§ Aufgabenstellung: Schreiben Sie den unten stehenden Text über die Blutdruckeinstellung bei Diabetes mellitus und koronarer Herzerkrankung im Anschluss an seinen letzten Satz weiter.

Hintergrund: Die Leitlinien nahezu aller Fachgesellschaften empfehlen bei Diabetes mellitus Zielblutdruckwerte unter 130 mmHg systolisch. Allerdings fehlt es bislang an Daten, die den Nutzen einer solch strengen Blutdruckeinstellung bei Personen mit Diabetes mellitus und Koronarer Herzerkrankung (KHK) belegen.

Methode: In einer beobachtenden Subgruppenanalyse mit 6 400 von 22 576 Teilnehmern der International Verapamil SR-Trandolapril Study (INVEST) wurden Personen im Alter von über 50 Jahren mit den Diagnosen Diabetes mellitus und KHK zwischen 1997 bis 2000 ausgewählt und zunächst bis März 2003 (mit Verlängerung bis August 2008) beobachtet. Die Studienteilnehmer erhielten als First-Line-Therapie entweder einen Kalzium-Antagonisten oder einen Beta-Blocker, gefolgt von einem Angiotensin-Converting-Enzym (ACE)-Hemmer, einem Diuretikum oder beidem bei einem Zielblutdruck von systolisch unter 130 und diastolisch unter 85 mmHg. Die Blutdruckkontrolle wurde als streng definiert bei systolischen Werten unter 130 mmHg, als normal bei systolischen Werten zwischen 130 und 140 mmHg und als unzureichend bei systolischen Werten von 140 mmHg und darüber. Der kombinierte primäre Endpunkt setzte sich zusammen aus der Gesamtmortalität sowie nicht tödlichem Myokardinfarkt und nicht tödlichem Apoplex.

Ergebnisse: Während des Follow-ups von 16 893 Personenjahren ereignete sich bei 286 Personen (12,7 %) mit strenger, bei 249 Personen (12,6 %) mit normaler und bei 431 Personen (19,8 %) mit unzureichender Blutdruckkontrolle ein kardiovaskuläres Ereignis im Sinne des primären Endpunktes. Die kardiovaskulären Ereignisraten betrugen in der Gruppe mit normaler Kontrolle 12,6 versus 19,8 % in der Gruppe mit unzureichender Kontrolle (adjustierter hazard ratio [HR] 1,46; 95 %-Konfidenzintervall [KI] 1,25–1,71; p < 0,001). Demgegenüber waren die Ereignisraten zwischen normaler (12,6 %) und strenger Kontrolle (12,7 %) nicht signifikant unterschiedlich (adjustierter HR 1,11; 95 %-KI 0,93–1,32; p = 0,24).

§ Vorliegende Datensätze:
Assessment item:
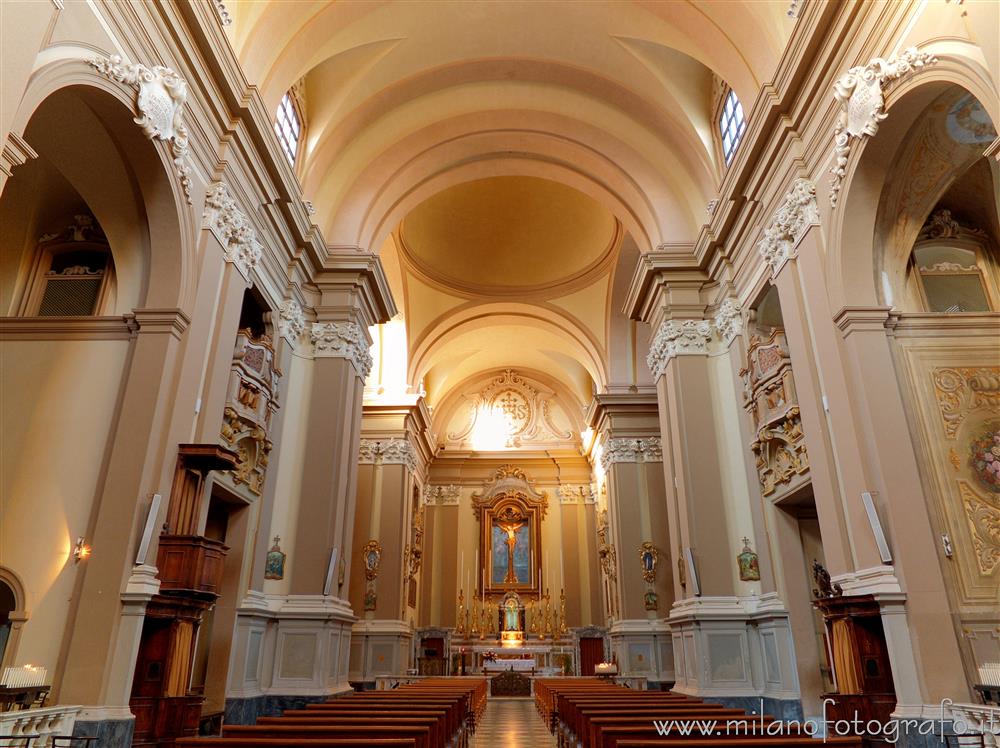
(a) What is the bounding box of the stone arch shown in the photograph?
[0,56,197,311]
[821,48,1000,309]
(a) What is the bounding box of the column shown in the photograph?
[270,251,395,696]
[589,394,674,682]
[350,397,432,682]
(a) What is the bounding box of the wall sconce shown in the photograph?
[73,537,90,563]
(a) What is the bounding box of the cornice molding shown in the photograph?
[87,55,191,205]
[203,182,264,286]
[309,322,373,379]
[757,179,819,277]
[358,438,417,472]
[830,47,938,207]
[601,436,663,472]
[646,319,712,380]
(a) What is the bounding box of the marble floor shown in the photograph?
[470,698,556,748]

§ Antwort:
Die Gesamtmortalität betrug 11,0 % bei strenger und 10,2 % bei normaler Blutdruckkontrolle (adjustierter HR 1,20; 95 %-KI 0,99–1,45; p = 0,06). Bei Berücksichtigung des verlängerten Follow-ups lag die Gesamtmortalität bei 22,8 % unter strenger Kontrolle versus 21,8% unter normaler Kontrolle (adjustierter HR 1,15; 95 % CI 1,01–1,32; p = 0,04).

Folgerung: Eine strenge Blutdruckkontrolle mit systolischen Werten unter 130 mmHg bringt im Vergleich zu einer normalen Blutdruckkontrolle mit systolischen Werten zwischen 130 und 140 mmHg keinen Vorteil in Bezug auf kardiovaskuläre Morbidität und Mortalität. Demgegenüber steigt das kardiovaskuläre Risiko bei unzureichender Blutdruckkontrolle mit systolischen Werten über 140 mmHg signifikant an.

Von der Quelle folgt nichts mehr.